__Page text__.
As mentioned, I like to dance. But I was tired from a day filled with things. So even though under normal circumstance I am fine being the first person on a dance floor—and even though I knew everyone else getting down to George Harrison’s “What Is Life?” didn’t care I was there, because they could not really see me—I was far from a state of pure release. I looked to the front of the room though and spotted O’Neill. She had changed into gym shorts and a T-shirt and sneakers. Her moves were spunky, athletic, crazy. It was full-on abandon. Pure-releasing. It looked incredible.
Then, came TLC’s “No Scrubs.” Admittedly, I don’t like this song. I think the beat is strange and awkward. But all of the sudden, I didn’t hate that song. During “What Is Life?” I had been forcing myself to move, and had a little momentum going. So when TLC’s first down-beat dropped, I dropped with it. I forgot that others were near me, because they already had forgotten about me, and the sound of something I usually find annoying became joyous. Like a celebration of the weird melody itself and the time in history—1999—when it was made. The sound, the darkness, and a room filled with people who were there to do absolutely nothing but let loose, in short, created a worm hole to a magical and illusive place known as the present. Of being in the moment. Just like that, I was also pure-releasing, and very happy.
This just kept happening. With weird random song, after weird random song—Nelly Furtado’s “I’m Like A Bird,” George Harrison’s “Got My Mind Set On You,” Green Day’s “Basket Case,” Rihanna’s “Umbrella,”—I kept feeling it, nothing but the beat and the moment. By the time Grimes’s “Genesis” played, I gave into it on a whole new level. I’ve never done MDMA, but I think it might feel like that. And maybe it felt better, because I was wholly with myself, and thoroughly lucid.

__The data__.
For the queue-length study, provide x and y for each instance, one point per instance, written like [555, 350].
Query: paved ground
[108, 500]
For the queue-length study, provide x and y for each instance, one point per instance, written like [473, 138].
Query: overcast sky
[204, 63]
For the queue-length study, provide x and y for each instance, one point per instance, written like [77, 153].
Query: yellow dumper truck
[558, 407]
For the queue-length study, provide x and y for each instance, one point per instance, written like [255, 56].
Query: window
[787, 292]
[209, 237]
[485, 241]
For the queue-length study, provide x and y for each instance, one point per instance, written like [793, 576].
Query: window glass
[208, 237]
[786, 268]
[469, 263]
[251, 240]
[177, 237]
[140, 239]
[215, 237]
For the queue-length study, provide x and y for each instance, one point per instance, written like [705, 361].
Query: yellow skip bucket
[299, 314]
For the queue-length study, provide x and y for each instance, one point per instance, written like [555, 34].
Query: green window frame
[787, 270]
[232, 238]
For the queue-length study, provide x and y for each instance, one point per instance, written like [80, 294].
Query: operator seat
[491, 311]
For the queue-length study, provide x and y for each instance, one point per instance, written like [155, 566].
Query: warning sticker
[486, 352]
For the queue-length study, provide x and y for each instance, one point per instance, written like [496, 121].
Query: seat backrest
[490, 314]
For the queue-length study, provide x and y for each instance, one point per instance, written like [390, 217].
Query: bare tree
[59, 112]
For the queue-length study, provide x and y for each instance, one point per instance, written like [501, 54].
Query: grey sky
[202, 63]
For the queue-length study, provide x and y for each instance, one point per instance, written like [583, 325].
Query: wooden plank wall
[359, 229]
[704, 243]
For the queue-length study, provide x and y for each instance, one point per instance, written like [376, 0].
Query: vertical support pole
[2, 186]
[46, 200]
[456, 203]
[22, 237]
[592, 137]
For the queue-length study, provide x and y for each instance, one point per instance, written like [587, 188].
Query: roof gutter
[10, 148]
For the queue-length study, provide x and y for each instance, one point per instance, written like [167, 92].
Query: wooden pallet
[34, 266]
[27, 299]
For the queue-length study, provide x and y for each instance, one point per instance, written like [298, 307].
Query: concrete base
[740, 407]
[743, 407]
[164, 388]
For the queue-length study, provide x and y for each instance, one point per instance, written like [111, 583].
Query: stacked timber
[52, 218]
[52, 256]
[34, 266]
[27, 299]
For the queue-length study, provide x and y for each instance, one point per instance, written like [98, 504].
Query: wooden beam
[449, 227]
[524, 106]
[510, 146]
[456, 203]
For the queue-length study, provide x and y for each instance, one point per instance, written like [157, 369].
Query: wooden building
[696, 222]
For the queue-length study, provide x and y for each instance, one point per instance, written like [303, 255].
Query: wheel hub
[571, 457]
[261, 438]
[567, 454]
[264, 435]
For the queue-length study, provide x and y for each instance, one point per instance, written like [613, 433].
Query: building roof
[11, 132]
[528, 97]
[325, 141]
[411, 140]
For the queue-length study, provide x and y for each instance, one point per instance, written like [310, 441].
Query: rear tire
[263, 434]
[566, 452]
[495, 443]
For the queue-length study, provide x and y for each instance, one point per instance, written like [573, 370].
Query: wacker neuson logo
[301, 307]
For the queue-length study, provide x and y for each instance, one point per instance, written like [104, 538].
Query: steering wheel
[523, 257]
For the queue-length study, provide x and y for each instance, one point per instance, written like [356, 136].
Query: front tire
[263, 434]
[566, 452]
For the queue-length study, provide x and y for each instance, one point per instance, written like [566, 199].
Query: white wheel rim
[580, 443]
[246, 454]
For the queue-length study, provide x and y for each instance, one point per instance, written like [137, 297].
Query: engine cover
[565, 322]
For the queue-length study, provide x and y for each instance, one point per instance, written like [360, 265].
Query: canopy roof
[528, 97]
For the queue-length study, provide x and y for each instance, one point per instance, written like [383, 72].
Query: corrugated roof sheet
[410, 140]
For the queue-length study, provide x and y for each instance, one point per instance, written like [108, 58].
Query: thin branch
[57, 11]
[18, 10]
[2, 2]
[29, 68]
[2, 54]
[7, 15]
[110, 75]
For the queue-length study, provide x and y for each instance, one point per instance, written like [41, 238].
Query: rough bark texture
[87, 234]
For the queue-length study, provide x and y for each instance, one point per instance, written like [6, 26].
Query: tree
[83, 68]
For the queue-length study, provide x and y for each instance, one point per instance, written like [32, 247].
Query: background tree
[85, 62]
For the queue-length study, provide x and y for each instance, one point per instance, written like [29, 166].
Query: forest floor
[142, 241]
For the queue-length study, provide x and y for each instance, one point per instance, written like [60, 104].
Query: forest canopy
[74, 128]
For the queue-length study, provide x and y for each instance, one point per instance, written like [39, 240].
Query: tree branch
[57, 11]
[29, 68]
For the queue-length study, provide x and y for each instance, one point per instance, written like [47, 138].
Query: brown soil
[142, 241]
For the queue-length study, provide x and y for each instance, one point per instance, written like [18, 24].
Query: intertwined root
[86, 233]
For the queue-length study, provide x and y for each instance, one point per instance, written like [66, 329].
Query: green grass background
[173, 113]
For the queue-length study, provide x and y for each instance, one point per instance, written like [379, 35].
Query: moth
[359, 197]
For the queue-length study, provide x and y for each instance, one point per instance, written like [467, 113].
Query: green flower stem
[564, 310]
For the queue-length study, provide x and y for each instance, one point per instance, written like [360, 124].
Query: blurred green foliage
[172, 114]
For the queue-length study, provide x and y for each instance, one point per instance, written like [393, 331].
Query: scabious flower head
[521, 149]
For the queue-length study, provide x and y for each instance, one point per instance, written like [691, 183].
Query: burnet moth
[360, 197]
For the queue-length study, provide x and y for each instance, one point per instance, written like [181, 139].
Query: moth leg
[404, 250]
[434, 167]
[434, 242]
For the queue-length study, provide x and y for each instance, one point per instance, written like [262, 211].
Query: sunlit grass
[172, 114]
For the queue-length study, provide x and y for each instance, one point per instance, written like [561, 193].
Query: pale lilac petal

__Exercise__. Continue the essay above about dancing in the dark, starting right after its last sentence.

__Response to this exercise__.
Just after 9:30, O’Neill put on some warm-down songs. The first was Edith Piaf’s “Je Ne Regrette Rien.” I kind of swayed to it, and definitely did not regret a thing.
When we sat on the stage I had said to O’Neill: You are a busy and successful entrepreneur; and in addition to her businesses, I was surprised to learn, she also has a band, Laura and Greg. How on earth does she find the energy and time to do this every single week? “You put time into the things that are important to you,” she said. “Having a stressful lifestyle and being a business owner, it’s often the nights I don’t feel like it that are kind of the most important to come here, and have that release.” She went so far as to say, “I can’t imagine life without it.”
Which, of course, I now understand. Living here is hard. Relaxing here is hard. A weekly way into doing that is priceless. One time, she said, she got a card from a guy who had come to a number of NLNL parties. He told her, “I discovered this at a time in my life when I really needed it, and I wanted to let you know what it means to me.” O’Neill recalled. “Hopefully, wherever he ended up, he was able to start a No Lights No Lycra community over there.”
And what if O’Neill leaves town? Will the party go on? “I think if I ever left the city, someone would probably take it over,” she said. But for the time being, it is not going anywhere. O’Neill lives really close to the church, and, as mentioned, it’s important to her. “It’s actually just so easy for me to do it—it’s easier for me to do it, than not to,” she says.
This made me happy, and it also made me imagine that in six more years from now I might still have the chance to be pure-releasing, with O’Neill, in a dark church basement in Greenpoint.